**RECORDS TO PROCESS:**
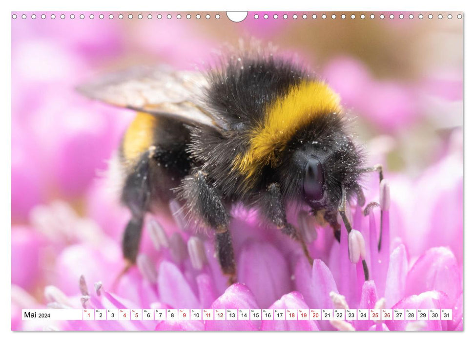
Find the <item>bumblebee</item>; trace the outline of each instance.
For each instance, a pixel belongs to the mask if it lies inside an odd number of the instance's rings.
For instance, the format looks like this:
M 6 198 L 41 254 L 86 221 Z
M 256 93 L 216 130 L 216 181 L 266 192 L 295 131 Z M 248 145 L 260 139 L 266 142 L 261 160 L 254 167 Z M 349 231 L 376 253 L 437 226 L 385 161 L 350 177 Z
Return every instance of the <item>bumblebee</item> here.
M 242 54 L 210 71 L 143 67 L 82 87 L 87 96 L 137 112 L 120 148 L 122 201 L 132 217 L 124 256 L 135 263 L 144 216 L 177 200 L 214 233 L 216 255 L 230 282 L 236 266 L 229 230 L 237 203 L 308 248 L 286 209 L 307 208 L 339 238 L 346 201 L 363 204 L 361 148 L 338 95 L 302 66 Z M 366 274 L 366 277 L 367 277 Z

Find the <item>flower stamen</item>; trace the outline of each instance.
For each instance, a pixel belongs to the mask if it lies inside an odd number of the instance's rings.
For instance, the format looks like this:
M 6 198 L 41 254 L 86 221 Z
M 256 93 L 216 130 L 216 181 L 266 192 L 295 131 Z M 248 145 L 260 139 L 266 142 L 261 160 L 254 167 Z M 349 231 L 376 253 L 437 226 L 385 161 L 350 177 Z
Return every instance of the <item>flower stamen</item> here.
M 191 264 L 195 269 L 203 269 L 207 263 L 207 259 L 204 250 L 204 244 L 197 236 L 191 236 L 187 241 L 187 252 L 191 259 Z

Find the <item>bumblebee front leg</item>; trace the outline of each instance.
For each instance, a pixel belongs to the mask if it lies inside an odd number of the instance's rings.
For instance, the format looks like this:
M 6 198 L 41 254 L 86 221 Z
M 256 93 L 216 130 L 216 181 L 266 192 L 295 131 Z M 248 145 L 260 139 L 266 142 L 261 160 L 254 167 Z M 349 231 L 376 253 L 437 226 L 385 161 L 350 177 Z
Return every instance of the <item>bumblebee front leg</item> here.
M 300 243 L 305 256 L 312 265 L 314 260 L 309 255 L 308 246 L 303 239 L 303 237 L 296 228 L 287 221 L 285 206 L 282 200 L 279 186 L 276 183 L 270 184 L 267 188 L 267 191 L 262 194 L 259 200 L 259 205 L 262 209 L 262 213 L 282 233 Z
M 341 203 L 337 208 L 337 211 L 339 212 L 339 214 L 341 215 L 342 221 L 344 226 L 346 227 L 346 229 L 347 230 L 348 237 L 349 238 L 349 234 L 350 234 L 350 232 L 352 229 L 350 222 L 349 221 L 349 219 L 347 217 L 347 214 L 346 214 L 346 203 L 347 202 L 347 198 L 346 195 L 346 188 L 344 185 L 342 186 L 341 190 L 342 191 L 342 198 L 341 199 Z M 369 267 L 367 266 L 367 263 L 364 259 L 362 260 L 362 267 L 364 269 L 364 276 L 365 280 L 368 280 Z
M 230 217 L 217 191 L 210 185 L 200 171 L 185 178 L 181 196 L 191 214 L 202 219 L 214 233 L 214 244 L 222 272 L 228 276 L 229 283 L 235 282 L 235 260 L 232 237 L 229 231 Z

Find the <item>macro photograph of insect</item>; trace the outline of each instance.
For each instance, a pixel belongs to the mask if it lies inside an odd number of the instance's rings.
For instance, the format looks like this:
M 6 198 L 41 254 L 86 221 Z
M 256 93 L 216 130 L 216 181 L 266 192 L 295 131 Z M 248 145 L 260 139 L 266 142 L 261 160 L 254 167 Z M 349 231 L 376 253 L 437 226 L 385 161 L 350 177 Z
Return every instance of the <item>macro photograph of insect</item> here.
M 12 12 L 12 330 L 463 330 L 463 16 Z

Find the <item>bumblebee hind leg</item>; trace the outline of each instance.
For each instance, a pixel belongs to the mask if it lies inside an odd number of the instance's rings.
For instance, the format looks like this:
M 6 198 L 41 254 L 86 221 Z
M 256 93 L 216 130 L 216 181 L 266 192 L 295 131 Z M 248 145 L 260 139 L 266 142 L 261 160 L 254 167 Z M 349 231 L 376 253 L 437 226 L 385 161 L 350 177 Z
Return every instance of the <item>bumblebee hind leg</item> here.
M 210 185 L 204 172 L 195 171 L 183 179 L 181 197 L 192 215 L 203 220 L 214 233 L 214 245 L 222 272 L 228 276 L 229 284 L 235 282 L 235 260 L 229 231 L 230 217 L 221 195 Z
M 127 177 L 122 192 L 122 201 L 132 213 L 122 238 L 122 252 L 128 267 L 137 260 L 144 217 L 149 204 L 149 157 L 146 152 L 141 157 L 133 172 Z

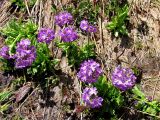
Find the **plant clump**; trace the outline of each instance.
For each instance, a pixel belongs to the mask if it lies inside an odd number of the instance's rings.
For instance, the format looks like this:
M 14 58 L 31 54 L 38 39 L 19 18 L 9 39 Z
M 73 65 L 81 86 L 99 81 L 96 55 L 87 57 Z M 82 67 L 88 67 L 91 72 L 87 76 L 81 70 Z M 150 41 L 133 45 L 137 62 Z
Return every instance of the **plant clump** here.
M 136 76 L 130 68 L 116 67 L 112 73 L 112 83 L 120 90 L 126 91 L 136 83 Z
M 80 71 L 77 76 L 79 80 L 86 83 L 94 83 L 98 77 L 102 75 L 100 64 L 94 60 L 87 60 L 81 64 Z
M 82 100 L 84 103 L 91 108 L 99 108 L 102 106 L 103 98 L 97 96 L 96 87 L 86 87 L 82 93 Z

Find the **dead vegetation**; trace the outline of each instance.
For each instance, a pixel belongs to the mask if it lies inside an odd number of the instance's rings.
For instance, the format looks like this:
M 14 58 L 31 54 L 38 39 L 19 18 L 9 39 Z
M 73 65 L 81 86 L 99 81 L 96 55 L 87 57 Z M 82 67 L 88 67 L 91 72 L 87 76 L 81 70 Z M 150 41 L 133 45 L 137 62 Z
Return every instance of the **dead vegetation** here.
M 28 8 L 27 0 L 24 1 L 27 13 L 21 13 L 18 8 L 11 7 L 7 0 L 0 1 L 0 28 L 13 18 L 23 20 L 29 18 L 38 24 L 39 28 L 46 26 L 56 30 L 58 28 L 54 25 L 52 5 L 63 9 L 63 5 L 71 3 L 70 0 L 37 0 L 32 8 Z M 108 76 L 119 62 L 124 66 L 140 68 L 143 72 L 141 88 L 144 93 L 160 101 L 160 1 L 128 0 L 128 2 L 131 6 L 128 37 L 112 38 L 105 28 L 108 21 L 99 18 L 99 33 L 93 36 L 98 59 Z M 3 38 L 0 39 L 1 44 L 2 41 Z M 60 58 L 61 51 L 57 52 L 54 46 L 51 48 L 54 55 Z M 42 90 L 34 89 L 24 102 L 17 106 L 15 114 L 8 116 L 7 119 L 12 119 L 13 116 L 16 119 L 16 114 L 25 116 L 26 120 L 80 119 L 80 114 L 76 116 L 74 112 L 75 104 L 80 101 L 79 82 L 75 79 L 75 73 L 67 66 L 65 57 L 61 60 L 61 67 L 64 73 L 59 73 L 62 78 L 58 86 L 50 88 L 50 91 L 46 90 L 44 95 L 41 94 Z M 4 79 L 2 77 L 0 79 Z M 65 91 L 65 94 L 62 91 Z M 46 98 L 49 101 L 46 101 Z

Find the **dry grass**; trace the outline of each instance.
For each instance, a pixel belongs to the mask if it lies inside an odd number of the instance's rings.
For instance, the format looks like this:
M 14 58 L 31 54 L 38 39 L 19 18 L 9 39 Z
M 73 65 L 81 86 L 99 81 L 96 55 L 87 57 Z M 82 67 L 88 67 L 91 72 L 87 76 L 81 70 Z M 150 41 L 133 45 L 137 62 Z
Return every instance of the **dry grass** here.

**REQUEST:**
Reproduce the records verbatim, from the line containing "Find the **dry" down to the end of the records, including both ends.

**FINISHED TASK:**
Find the **dry grass**; trace the outline of each instance.
For each instance, a pixel belongs to the mask if it lies inside an odd number of the instance's rings.
For instance, the format looks like this:
M 14 58 L 31 54 L 38 39 L 19 18 L 9 39 Z
M 73 65 L 81 86 L 99 81 L 96 55 L 87 57 Z M 82 67 L 88 67 L 91 72 L 87 76 L 81 70 Z M 150 41 L 133 45 L 137 62 Z
Return every instance of the **dry grass** here.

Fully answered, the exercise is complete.